TEXT SECTION
Government Authorises Further Badger Culls Against a Tide of Evidence

The weight of scientific evidence and expert opinion suggests that badger culling should play no part in bovine TB control policy. Killing badgers is nothing more than an ineffective, inhumane and expensive distraction, and is proving to be a public relations disaster for government and for the farming industry. Unfortunately, it seems that scientific evidence, expert and public opinion counts for little.

On 28th August, the government released letters from Natural England, authorising badger culls to continue for a third year in the two 'pilot areas' in Gloucestershire and Somerset, and to begin in a new area in Dorset.

While not unexpected, nevertheless the announcement comes as a bitter disappointment to those concerned with wildlife protection, given the tide of evidence and expert opinion against such a move. The government is also consulting on measures that would make future licenses for badger culls easier to apply for.

A third year of culling in Gloucestershire and Somerset has been authorised in spite of the failure of contractors to fulfil their license requirements in the first two years of culling, and the conclusions of the government's own Independent Expert Panel that the first year of culls proved to be ineffective and inhumane. 'Controlled shooting' (shooting free-roaming badgers attracted to bait points at night) is to continue in spite of the withdrawal of the British Veterinary Association's support for the method on the grounds that it hasn't proved to be humane.

The issuing of a new license for an area in Dorset is perhaps even harder to swallow, given the ongoing success in that county, and across many other areas, of cattle measures in reducing bovine TB rates in cattle. Government statistics show a reduction of some 37 percent in the number of cattle slaughtered because of bovine TB in Dorset between 2012 and 2014, reflecting the successful measures adopted across Wales where the number of cattle slaughtered has been roughly halved since 2009 without a single badger being killed.

(Saved entries)
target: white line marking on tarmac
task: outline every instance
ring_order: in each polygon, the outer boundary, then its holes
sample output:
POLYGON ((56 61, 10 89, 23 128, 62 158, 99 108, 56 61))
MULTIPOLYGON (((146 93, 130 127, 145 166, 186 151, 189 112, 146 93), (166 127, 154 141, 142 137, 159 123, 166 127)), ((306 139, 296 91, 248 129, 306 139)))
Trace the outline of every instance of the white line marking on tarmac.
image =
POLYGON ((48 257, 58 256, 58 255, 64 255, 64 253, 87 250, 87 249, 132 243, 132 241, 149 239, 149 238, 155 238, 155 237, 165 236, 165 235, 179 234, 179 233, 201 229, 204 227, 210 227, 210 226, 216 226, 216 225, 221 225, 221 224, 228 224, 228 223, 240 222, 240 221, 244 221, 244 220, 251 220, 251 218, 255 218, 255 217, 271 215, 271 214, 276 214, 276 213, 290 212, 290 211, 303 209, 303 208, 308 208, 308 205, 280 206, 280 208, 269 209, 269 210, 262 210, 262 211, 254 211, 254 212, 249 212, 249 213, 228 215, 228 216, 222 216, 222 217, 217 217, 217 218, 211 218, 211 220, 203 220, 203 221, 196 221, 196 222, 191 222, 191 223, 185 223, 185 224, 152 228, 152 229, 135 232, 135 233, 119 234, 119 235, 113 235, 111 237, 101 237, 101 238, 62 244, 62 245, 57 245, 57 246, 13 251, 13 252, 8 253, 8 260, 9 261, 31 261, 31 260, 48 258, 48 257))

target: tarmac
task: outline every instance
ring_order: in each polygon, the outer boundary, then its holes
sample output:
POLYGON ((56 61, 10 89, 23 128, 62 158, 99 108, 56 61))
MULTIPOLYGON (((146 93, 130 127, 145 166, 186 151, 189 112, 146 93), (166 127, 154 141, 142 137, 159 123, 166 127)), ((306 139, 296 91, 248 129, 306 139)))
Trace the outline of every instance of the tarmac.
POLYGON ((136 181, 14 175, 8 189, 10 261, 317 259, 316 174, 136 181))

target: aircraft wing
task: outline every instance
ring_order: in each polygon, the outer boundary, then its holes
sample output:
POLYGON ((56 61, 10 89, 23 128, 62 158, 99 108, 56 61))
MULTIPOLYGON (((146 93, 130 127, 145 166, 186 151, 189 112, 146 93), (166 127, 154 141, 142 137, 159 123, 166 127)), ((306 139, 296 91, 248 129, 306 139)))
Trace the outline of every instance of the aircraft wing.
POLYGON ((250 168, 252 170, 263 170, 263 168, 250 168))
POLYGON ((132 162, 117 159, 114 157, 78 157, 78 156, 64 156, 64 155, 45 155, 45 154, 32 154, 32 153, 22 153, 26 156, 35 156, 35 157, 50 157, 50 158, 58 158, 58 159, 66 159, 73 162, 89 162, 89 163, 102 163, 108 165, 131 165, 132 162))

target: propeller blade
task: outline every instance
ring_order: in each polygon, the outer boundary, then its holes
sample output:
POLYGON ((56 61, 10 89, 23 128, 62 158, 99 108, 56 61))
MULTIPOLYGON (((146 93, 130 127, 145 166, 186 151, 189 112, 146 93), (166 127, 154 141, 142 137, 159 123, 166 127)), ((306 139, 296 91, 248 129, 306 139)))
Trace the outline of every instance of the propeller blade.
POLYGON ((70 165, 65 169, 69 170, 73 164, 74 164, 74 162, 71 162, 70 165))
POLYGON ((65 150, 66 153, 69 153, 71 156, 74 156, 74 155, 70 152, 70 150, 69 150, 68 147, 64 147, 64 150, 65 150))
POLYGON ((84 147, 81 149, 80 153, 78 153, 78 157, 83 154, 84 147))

TO DO
Continue the article on the government's badger culls from the point where it stops.

ANSWER SECTION
The badger culls carried out in Gloucestershire and Somerset over the past two years have at best been haphazard and poorly executed. At worst, the reductions in cattle TB that have been achieved through stricter controls on cattle testing, movement, and on-farm biosecurity, could be seriously undermined by disturbing badger populations thereby increasing the risk of disease spread among currently healthy badgers, and by extension the risk they pose to cattle.

The costs of badger culling, both to farmers and to the taxpayer, are also considerable - the pilot culls are estimated to have cost close to £7,000 for each of the 2,500 badgers killed to date, most of which has been shouldered by the taxpayer.

The weight of scientific evidence and expert opinion suggests that badger culling should play no part in bovine TB control policy. Killing badgers is nothing more than an ineffective, inhumane and expensive distraction, and is proving to be a public relations disaster for government and for the farming industry. Unfortunately, it seems that scientific evidence, expert and public opinion counts for little.